[START Passage given]
The Ramblings of a Reluctant Civil Servant

Just Weird - "My Braaaaaaain Hurts !"
me
fencingsculptor
Okay...I have rather a lot on my mind at the moment:

1)The Implementation of the EU Services Directive in across my Department's Legislation.

2)My HEO Board/Assessment Centre thingy on Thursday.

3)Sharon - who is very rattled by her experience at her HEO Board/Assessment Centre thingy yesterday.

4)Car buying and getting all the money matters squared away.

5) My TA selection - I haven't heard a peep for a couple of weeks now.

6) I have over 1 months of leave and only 2 months to take it - pressure of work though is awful !

7) Albert's still lodging at Chateaux Fencingsculptor - but is very down. IK have no feeling for whether he's likely to head back up to Manchester anytime soon. And I can't very well go away or start emptying out the loft and starting to do building work in my bedroom until he's gone....

8)Then there's the running of the two Fencing clubs which is beginning to get me down.

....Neeeeeuuuurggghhhhh

My brain is truely frazzeled

Last night I dreamt I set up a third sports club - An Ashtanga class. In my dream it was called just that, and I seemed not to have made the link to the fact that its a branch of Yoga. So I blithely carried on trying to teach Ashtanga despit not knowing the first thing about it, and being very very worried about that fact. I was trying to be professional but kept having to refer back to my Ashtanga instruction book, while all the students , hung on my every word.

I became more and more anxious about my duty of care and professionalism as the session went on. I although I knew it was a dream I couldn't change the path/direction of the dream or resolve/disipate the anxiety it was creating.

...pretty clear parallells to all the above.

I'm frazzeled.
I'm fed up.
I'm tired.

Despite all this i recognise that as I work to resolve each of the issues currently bugging fencing sculptor that although each one is a fookin pain in the arse , it's resolution is going to leave me better off.
[END Passage given]
[START Exercise materials]
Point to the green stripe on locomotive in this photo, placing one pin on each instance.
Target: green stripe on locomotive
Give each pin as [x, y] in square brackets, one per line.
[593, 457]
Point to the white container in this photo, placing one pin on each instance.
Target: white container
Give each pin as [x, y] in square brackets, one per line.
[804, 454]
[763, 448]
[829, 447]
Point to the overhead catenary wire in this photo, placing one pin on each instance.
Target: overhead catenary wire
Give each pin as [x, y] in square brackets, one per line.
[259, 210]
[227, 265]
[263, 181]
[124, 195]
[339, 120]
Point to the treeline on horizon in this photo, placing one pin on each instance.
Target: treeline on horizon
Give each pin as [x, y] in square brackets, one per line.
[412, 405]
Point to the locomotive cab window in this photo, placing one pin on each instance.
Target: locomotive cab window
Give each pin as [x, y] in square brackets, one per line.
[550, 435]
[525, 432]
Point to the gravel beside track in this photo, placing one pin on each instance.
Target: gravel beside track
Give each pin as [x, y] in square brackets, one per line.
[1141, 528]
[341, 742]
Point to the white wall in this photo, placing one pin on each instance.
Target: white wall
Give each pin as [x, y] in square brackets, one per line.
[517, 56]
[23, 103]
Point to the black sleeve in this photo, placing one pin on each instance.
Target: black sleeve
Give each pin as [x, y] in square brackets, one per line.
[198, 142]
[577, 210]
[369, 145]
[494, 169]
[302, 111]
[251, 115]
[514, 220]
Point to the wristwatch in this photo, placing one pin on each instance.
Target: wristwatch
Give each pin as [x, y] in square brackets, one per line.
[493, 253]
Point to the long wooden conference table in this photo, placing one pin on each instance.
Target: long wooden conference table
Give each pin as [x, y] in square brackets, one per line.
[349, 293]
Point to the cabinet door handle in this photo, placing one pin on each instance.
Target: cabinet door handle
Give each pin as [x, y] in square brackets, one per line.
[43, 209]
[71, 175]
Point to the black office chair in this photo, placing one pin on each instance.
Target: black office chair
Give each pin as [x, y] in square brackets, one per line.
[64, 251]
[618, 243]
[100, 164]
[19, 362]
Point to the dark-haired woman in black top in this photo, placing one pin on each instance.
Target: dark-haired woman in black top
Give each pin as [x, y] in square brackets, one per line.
[END Exercise materials]
Required work.
• A. According to the post, how many fencing clubs is the writer running?
• B. Copy the records from the line containing "Point to the cabinet" through the last line of the records.

Solved tasks.
• A. Two.

• B.
Point to the cabinet door handle in this photo, placing one pin on each instance.
Target: cabinet door handle
Give each pin as [x, y] in square brackets, one per line.
[43, 209]
[71, 175]
Point to the black office chair in this photo, placing one pin on each instance.
Target: black office chair
Give each pin as [x, y] in square brackets, one per line.
[64, 251]
[618, 243]
[100, 164]
[19, 362]
Point to the dark-haired woman in black top in this photo, placing one pin on each instance.
Target: dark-haired woman in black top
Give each pin as [x, y] in square brackets, one per line.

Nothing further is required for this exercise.